**SUPPLIED ENTRIES:**
-- -- --
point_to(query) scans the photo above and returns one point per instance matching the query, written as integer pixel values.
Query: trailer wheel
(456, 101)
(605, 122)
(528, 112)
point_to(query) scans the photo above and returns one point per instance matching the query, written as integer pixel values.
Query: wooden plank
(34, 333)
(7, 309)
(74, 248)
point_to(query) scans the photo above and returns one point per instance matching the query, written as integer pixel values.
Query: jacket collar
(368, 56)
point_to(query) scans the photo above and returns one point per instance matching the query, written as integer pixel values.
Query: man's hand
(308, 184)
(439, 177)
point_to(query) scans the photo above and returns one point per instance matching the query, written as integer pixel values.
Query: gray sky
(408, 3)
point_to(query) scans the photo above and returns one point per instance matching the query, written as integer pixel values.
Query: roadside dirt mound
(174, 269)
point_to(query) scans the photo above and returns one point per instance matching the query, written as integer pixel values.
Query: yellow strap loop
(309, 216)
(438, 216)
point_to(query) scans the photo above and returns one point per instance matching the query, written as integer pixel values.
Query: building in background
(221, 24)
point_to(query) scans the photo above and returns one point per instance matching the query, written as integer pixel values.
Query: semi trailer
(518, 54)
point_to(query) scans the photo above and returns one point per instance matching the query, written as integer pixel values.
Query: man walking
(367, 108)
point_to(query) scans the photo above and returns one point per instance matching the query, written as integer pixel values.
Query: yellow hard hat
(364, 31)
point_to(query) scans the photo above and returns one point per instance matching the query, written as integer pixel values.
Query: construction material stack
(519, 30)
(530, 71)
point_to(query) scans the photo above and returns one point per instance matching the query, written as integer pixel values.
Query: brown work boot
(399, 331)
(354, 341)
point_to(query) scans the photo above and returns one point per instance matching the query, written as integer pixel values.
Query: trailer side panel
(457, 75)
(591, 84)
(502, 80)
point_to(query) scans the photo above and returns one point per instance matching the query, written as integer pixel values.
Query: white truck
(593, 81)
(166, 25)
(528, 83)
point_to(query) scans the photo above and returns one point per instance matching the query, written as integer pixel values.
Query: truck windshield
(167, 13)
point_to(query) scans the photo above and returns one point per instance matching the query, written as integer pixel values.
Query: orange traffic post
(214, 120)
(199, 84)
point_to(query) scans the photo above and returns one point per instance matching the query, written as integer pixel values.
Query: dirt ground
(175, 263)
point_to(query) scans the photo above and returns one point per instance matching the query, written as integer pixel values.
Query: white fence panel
-- -- --
**AIM OF THE EXERCISE:**
Write an exact transcription of every entry above.

**OUTPUT FOR THIS EXERCISE:**
point_to(query) scans the photo above and returns one point per instance matching the query, written as integer pixel values.
Query: trailer wheel
(456, 101)
(605, 122)
(528, 112)
point_to(query) scans the photo above and returns one point per instance matching the query, written as integer pixel values.
Query: wooden plank
(34, 333)
(7, 309)
(74, 248)
point_to(query) scans the photo above and returns one point per instance matching the query, written as integer pixel values.
Query: jacket collar
(368, 56)
point_to(query) scans the photo above and returns one point per instance matching the query, written as integer pixel values.
Query: man's hand
(308, 184)
(439, 177)
point_to(query) scans the photo above and returns one point per instance matching the query, written as integer pixel values.
Query: gray sky
(408, 3)
point_to(query) scans the photo above and returns one point per instance matching the query, written as integer pixel values.
Query: roadside dirt mound
(174, 269)
point_to(query) scans the photo above and returns one point per instance matching the query, written as integer pixel values.
Query: yellow strap loop
(309, 216)
(438, 216)
point_to(query) scans the photo above and returns one point per instance matching the query, written as integer pixel values.
Query: building in background
(221, 24)
point_to(query) scans the photo above and returns one point per instance matching the query, written as integer pixel values.
Query: semi trailer
(518, 54)
point_to(query) scans the photo above and returns one point per instance matching the query, written as integer pixel values.
Query: man walking
(367, 108)
point_to(query) scans the photo above and returns one point per instance matching the query, written as integer pixel values.
Query: yellow hard hat
(364, 31)
point_to(query) scans the photo above and returns one point per instance matching the query, written as integer pixel values.
Query: construction material stack
(519, 30)
(530, 71)
point_to(query) scans the photo above and returns one point per instance matching the query, written as integer pixel values.
Query: brown work boot
(399, 331)
(354, 341)
point_to(query) scans the photo above and returns one point per instance matching the query, written as integer pixel values.
Query: trailer side panel
(457, 75)
(591, 84)
(502, 80)
point_to(query) scans the photo above and returns one point per instance matching the query, written as integer pixel values.
Query: white truck
(593, 81)
(166, 25)
(528, 83)
point_to(query) scans the photo above and returns one point per instance matching the query, written as integer pixel values.
Query: truck windshield
(167, 13)
point_to(query) scans the photo above and returns one point per instance matching the query, written as integer pixel values.
Query: orange traffic post
(214, 120)
(199, 84)
point_to(query) scans the photo above and returns one point per instance matching the query, written as integer pixel values.
Query: dirt ground
(175, 263)
point_to(query) scans the photo above and returns one point per instance matching the query, written as integer pixel values.
Query: white fence panel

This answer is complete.